■ Document section:
══════════

Closed mountains-high closed 2 years ago
Hi @mountains-high, diff1-4 measure the pixel-wise gradient in four directions. So we reduce these gradients to a scalar value for training.
Good day ~
Thank you for your reply, I got the point about the diff 1-4, however, didn't understand the taking "mean" of them. I found these lines in the paper Data-free Knowledge Distillation for Object Detection
According to equation 4 which they(the same authors) say that used on [44] isn't there to be 1/N
if we consider the mean?
What do you think about it?
Thank you
Yes as you mentioned, the only difference between mean
and sum
lies in the scaling factor 1/N
. You can adjust the their weight to get the same loss during training. In other word, if you want to use the summed TV loss, you need to lower down the weight of $\mathcal{L}_{TV}$ by N$\times$. However, there is not too much difference from the perspective of training.

══════════

■ Record list:
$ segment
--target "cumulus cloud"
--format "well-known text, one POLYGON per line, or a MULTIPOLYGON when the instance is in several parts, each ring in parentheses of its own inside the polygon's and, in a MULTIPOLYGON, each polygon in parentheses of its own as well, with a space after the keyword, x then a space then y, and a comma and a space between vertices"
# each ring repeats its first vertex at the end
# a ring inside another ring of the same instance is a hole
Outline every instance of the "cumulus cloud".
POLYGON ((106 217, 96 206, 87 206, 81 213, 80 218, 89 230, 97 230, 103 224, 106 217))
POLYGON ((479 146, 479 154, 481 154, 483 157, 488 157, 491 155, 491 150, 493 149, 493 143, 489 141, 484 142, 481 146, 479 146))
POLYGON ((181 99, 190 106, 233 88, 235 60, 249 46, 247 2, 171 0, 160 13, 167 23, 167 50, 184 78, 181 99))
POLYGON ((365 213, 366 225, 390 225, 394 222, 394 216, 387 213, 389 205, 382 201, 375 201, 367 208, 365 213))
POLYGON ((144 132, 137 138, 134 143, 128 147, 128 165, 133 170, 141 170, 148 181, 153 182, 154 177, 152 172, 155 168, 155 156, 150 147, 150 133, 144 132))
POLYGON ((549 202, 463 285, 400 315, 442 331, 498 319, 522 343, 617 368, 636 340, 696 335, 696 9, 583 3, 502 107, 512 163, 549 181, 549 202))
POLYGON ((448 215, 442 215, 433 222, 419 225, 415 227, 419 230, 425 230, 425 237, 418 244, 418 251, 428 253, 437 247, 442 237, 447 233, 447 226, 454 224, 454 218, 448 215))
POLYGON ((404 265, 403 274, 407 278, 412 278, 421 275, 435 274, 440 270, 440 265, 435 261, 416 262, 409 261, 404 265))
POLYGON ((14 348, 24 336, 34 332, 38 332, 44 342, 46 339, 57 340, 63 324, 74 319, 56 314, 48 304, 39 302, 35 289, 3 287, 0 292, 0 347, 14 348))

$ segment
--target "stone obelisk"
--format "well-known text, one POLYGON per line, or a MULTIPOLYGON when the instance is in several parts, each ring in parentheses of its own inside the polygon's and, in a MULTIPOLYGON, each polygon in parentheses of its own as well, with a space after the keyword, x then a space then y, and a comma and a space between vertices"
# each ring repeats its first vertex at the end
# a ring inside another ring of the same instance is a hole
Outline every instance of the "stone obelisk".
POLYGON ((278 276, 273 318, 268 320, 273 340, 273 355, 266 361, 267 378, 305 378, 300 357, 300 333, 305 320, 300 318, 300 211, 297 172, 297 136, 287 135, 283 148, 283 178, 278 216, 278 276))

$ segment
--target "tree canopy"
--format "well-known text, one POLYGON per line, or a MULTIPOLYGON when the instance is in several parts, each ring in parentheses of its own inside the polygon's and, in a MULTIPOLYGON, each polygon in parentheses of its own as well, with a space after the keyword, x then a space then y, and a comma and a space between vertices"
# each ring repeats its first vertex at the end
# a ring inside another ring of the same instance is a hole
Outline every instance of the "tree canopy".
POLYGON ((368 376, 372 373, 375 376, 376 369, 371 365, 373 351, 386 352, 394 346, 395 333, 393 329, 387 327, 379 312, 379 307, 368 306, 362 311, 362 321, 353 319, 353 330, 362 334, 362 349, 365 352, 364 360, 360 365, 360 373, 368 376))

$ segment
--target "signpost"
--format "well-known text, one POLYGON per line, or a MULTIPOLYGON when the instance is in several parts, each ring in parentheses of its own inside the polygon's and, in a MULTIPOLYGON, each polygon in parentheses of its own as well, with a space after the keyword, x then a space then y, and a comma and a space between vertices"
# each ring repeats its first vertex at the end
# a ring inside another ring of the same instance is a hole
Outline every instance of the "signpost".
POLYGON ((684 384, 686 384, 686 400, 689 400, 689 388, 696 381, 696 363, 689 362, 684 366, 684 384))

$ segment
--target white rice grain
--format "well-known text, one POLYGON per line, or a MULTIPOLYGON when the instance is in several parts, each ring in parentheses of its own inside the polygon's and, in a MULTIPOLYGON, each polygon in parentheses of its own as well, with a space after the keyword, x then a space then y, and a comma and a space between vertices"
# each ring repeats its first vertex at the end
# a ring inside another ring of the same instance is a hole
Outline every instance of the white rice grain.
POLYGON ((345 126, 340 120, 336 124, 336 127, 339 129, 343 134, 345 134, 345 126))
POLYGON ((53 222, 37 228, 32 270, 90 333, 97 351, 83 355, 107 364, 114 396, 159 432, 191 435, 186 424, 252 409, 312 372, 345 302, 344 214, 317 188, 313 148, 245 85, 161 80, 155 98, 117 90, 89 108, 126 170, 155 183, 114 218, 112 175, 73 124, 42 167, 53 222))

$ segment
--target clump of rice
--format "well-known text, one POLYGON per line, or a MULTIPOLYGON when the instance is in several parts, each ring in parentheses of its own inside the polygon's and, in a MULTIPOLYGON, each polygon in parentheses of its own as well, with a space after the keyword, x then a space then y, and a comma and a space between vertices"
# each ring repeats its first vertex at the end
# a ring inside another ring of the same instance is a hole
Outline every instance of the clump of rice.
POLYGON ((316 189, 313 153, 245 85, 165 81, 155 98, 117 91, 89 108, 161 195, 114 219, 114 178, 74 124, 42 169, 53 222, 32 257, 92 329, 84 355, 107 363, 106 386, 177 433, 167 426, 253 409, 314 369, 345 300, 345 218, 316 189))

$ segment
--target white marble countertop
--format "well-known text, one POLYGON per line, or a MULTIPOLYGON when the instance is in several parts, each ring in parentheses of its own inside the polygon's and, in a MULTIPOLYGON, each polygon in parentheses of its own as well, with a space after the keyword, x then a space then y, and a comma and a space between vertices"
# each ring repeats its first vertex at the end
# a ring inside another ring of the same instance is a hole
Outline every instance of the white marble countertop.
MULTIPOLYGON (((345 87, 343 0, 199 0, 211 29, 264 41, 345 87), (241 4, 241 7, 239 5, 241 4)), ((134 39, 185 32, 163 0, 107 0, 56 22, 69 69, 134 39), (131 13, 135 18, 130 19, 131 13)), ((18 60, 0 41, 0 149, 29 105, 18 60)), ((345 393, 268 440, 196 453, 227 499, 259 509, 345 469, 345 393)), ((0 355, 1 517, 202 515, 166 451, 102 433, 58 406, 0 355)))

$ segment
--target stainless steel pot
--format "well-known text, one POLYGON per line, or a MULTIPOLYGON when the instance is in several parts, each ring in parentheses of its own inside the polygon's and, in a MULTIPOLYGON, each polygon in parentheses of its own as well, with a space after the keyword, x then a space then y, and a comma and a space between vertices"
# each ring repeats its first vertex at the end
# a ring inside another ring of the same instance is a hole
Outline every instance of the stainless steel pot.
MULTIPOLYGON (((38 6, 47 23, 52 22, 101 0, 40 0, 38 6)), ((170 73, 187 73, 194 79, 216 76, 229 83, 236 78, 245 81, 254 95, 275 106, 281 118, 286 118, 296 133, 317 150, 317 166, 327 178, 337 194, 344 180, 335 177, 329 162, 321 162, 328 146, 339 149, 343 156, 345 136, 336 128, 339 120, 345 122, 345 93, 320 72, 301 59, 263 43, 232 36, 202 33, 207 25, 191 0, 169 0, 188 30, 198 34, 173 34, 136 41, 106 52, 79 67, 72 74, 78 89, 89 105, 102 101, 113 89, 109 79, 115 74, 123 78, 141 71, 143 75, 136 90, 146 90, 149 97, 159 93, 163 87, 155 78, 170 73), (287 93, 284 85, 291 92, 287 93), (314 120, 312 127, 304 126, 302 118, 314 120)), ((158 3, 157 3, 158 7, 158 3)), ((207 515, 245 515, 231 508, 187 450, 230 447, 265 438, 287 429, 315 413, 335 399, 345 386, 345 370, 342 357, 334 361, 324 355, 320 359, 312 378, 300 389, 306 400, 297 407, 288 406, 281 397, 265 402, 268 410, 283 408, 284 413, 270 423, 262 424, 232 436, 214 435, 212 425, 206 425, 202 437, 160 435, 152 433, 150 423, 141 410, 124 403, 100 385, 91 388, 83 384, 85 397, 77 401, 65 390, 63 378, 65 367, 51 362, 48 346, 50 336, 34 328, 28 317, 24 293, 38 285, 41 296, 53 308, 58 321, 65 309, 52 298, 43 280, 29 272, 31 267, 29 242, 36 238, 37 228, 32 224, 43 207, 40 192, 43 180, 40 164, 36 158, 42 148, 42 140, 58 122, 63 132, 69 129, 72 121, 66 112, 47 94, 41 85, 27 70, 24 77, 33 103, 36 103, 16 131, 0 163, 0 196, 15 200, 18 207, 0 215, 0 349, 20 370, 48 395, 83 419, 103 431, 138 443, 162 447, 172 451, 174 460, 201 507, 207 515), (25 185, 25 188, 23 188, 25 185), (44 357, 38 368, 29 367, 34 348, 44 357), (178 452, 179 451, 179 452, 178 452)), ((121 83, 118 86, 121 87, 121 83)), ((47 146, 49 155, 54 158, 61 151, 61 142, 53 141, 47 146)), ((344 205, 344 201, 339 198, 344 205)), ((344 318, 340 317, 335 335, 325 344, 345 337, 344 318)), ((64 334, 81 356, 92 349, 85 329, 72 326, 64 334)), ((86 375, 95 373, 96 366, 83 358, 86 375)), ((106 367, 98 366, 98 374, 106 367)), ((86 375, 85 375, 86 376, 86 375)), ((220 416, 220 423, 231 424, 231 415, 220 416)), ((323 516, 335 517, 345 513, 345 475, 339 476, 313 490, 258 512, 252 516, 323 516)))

══════════

■ Requirements:
Extract from the thread on total variation loss the passage starting with "What do you" and going on through "perspective of training.". The listing has no connection to the thread.

■ Full response:
What do you think about it?
Thank you
Yes as you mentioned, the only difference between mean
and sum
lies in the scaling factor 1/N
. You can adjust the their weight to get the same loss during training. In other word, if you want to use the summed TV loss, you need to lower down the weight of $\mathcal{L}_{TV}$ by N$\times$. However, there is not too much difference from the perspective of training.